Short exercise: Extend the blog post below about seeing Bob Dylan at the Beacon, picking up right after its last sentence.

Text block:
┄┄┄┄┄┄┄┄┄┄

Skip to content

Bob, Briefly

Saw Bob Dylan at the Beacon on Saturday night. I’ve written about him here before, several times. This probably should have been a Bob Dylan blog — exclusively — from the start. Could have avoided a lot of pretentious rambling in favor of more select pretentious rambling. Like Allen Ginsberg in the Dylan doc “Long Way Home”: “I heard ‘A Hard Rain’s A-Gonna Fall’, I think, and I wept .. because it seemed the torch had been passed to another generation.” It’s his emphatic pause on “wept” that’s really cringe-worthy. Not that there’s anything wrong with music evoking strong reaction; it’s just that nobody’s slant, least of all mine, is necessary when it comes to Dylan. So I’ll skip to Jon Pareles’ take on Bob in the present, observing it’s no nostalgic oldies show and that he concentrates on his stuff from the late 90s forward:

Mr. Dylan has every right to not look back. The songs he has released since his mid-50s are powerful, mysterious, down-home jeremiads with bitter bravado and backhanded humor. Mortality, social collapse, disaster, betrayal and the wreckage of love are sketched over Chicago blues, old-timey picking and honky-tonk country. Mr. Dylan has replaced the fluidity and arrogance of youth with a more genuine, lived-in sense that he has nothing to lose and no one but himself to please. He doesn’t soften what he sees; he inhabits it, baleful and acute.

┄┄┄┄┄┄┄┄┄┄

Recorded information:
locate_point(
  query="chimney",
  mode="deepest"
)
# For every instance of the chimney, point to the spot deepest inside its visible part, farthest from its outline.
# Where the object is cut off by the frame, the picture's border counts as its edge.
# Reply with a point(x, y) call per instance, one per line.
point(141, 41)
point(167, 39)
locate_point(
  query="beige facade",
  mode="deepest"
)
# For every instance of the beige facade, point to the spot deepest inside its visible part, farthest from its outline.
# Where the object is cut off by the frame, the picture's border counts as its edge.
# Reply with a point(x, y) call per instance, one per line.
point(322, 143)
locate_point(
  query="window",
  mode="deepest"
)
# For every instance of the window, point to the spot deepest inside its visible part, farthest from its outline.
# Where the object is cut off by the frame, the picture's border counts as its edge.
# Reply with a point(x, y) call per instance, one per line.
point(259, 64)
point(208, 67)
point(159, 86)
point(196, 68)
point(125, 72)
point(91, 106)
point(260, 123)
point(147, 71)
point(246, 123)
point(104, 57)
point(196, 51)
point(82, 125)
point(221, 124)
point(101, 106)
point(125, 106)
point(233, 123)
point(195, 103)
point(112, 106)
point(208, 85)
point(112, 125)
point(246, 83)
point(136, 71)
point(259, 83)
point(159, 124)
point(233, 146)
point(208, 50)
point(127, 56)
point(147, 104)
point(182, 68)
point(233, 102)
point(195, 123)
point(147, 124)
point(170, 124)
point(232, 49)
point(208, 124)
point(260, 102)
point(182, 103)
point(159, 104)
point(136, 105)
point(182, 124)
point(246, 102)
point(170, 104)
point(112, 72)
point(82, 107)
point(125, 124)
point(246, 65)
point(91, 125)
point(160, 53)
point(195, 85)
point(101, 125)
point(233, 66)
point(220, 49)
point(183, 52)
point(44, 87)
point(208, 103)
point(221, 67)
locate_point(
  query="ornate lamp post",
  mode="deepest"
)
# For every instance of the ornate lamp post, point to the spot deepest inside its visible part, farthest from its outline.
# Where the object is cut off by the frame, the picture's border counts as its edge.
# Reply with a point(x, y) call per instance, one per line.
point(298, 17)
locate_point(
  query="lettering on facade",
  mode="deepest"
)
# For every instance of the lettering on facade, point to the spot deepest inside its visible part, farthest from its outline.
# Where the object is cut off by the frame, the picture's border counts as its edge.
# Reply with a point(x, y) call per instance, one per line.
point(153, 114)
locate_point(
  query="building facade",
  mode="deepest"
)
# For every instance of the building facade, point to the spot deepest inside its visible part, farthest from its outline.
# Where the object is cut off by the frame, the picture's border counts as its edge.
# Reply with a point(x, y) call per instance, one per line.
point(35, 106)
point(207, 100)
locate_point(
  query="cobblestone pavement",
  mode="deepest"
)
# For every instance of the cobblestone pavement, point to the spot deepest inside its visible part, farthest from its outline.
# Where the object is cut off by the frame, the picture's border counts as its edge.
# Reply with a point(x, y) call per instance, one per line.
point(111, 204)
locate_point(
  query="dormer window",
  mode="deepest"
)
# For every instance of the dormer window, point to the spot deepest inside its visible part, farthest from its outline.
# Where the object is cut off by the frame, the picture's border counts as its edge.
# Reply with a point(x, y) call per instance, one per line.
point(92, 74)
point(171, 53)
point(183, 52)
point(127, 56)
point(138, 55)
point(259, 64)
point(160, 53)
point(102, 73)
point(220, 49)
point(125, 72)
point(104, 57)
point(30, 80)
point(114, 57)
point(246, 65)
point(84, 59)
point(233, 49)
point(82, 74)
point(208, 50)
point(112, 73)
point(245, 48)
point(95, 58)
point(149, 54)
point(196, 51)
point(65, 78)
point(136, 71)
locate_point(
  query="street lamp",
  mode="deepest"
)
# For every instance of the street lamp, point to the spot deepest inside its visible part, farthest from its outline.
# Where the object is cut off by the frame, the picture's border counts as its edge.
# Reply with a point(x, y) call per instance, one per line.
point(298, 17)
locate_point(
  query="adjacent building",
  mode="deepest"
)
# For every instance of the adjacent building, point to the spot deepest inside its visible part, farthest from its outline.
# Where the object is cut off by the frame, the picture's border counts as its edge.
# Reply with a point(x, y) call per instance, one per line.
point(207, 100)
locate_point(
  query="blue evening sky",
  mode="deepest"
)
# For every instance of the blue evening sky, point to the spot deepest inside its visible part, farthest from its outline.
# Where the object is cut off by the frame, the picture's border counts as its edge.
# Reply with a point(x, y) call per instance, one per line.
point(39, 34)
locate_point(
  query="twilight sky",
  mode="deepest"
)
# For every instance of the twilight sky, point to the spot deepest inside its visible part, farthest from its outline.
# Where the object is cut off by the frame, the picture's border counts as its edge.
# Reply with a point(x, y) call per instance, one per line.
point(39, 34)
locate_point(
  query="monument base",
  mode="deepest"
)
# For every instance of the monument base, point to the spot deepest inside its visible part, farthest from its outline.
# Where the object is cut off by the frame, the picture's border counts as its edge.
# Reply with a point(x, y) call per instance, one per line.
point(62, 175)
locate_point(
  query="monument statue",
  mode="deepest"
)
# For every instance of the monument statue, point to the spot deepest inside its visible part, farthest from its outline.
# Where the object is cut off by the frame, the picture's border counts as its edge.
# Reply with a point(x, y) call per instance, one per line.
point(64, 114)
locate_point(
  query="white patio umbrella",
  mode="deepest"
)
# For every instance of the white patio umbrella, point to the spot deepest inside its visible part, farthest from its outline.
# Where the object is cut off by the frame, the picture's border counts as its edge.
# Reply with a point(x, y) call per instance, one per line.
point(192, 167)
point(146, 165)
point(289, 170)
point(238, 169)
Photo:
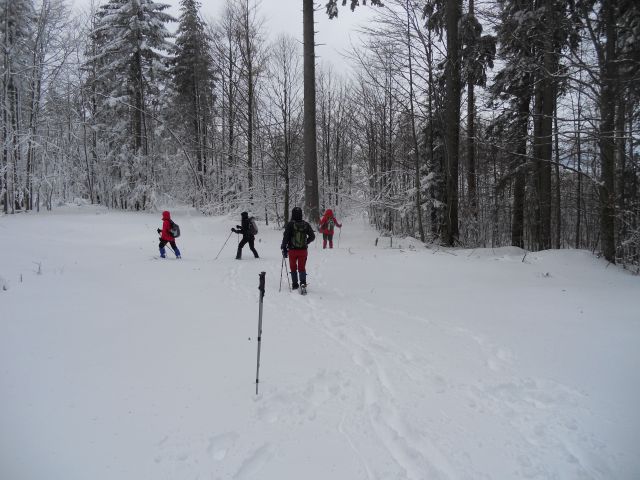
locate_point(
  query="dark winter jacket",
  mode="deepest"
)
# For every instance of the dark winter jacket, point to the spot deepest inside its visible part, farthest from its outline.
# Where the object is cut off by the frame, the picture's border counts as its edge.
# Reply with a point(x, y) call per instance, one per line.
point(325, 227)
point(244, 228)
point(166, 227)
point(296, 220)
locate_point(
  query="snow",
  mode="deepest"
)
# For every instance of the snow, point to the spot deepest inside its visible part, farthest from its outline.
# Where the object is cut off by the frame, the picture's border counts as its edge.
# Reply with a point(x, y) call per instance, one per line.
point(400, 363)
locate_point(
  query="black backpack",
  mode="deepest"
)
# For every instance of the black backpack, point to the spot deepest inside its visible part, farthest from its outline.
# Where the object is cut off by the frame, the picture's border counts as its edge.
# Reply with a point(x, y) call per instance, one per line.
point(174, 229)
point(253, 228)
point(299, 235)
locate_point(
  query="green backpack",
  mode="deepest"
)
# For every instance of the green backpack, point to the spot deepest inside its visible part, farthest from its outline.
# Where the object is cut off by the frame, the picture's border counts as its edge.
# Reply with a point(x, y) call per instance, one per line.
point(299, 235)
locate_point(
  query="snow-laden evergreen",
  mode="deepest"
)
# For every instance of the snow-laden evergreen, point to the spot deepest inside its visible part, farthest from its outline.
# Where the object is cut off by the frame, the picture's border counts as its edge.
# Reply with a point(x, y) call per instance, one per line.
point(403, 362)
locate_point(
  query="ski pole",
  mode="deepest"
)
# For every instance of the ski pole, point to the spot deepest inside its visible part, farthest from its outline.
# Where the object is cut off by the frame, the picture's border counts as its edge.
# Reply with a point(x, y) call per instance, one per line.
point(281, 270)
point(261, 288)
point(225, 243)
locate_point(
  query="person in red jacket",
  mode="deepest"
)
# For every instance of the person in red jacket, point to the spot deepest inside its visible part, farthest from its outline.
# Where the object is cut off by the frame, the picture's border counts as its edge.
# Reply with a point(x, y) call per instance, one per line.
point(166, 237)
point(327, 224)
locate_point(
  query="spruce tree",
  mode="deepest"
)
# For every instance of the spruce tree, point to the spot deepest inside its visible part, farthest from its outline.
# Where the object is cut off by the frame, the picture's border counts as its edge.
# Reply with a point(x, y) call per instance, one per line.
point(193, 80)
point(130, 66)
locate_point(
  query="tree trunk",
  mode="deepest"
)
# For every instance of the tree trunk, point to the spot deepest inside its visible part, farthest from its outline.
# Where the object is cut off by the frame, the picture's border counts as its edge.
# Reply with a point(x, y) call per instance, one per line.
point(471, 151)
point(607, 127)
point(517, 225)
point(452, 119)
point(310, 152)
point(414, 135)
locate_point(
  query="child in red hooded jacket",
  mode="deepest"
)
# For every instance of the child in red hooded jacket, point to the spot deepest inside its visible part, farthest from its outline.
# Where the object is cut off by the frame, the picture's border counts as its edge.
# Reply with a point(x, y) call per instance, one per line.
point(166, 237)
point(327, 224)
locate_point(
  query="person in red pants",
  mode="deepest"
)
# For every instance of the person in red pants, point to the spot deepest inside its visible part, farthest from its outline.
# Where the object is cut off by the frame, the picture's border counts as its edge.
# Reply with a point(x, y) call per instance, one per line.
point(327, 224)
point(298, 234)
point(166, 237)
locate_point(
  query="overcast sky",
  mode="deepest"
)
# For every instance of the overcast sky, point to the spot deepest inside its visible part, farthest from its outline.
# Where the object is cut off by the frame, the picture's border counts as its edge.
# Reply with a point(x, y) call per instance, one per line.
point(285, 16)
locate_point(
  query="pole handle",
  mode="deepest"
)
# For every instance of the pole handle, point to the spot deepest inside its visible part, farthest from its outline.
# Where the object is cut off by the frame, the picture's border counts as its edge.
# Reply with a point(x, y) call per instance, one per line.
point(261, 285)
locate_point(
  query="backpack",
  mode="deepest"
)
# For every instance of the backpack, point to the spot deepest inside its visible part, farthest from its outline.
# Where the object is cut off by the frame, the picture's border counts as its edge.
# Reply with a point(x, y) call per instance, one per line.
point(253, 228)
point(174, 229)
point(330, 224)
point(299, 235)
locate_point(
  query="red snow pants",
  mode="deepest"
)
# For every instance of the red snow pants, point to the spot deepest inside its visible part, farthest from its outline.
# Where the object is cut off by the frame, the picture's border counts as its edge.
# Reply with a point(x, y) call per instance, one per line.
point(298, 260)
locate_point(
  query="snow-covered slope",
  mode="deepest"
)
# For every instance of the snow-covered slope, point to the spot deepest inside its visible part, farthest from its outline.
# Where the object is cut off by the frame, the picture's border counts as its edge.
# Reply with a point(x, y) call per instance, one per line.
point(402, 363)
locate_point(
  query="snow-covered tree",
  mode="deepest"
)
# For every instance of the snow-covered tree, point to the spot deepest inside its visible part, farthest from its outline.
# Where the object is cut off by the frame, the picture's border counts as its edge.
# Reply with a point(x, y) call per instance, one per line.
point(193, 83)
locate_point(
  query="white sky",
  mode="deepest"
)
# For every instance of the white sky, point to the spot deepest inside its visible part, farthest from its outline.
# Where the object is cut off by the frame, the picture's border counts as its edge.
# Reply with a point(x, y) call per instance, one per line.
point(285, 16)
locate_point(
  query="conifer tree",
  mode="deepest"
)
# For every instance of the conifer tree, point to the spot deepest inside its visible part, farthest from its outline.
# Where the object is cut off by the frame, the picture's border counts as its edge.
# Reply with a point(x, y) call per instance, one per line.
point(130, 65)
point(193, 80)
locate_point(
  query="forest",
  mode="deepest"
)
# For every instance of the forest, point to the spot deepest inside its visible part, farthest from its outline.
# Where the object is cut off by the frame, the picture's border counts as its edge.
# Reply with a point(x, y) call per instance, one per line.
point(475, 123)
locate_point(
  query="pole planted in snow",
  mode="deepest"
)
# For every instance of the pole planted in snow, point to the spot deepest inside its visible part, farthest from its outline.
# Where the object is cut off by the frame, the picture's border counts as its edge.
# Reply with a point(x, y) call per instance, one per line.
point(261, 288)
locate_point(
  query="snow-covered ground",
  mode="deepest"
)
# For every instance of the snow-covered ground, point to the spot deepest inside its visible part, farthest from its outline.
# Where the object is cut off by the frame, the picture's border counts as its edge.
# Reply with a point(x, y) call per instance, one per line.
point(402, 363)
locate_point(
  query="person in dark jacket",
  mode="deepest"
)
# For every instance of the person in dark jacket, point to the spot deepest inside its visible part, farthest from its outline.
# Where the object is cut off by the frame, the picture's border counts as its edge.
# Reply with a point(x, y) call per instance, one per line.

┄┄┄┄┄┄┄┄┄┄

Written answer:
In case the “Mr Dylan” stuff or superior prose isn’t a giveaway, Pareles writes for the New York Times. I’d use my own words but it would only be a less eloquent transcription. This is the Bob Dylan I’ve followed, and saw on Saturday night, nailing ‘Love Sick’ just before the intermission. “I’m sick of love / but I’m in the thick of it” .. spare, pointed, and unflinching. Economically whimsical with “Soon After Midnight”: “I’m searching for phrases / to sing your praises.” Early Roman kings, in their “sharkskin suits, bow ties and buttons, high top boots .. drivin’ the spikes in, blazin’ the rails, nailed in their coffins in top hats and tails.” How’s that sit with you, Allen Ginsberg? He stands center stage most of the show in a cream colored suit with dark stripes down each pant leg and a wide-brimmed  hat. The only words besides lyrics came at the intermission: “Why thank you .. we’ll be back shortly.” The other point of note is that his voice sounded better than I’d ever heard it; rasped and barking on some of the ‘Tempest’ tunes but downright melodic, by Bob standards, on “Forgetful Heart.”

Nothing that Mr Pareles didn’t write better in his review. I’ve included the link above, so give it a read.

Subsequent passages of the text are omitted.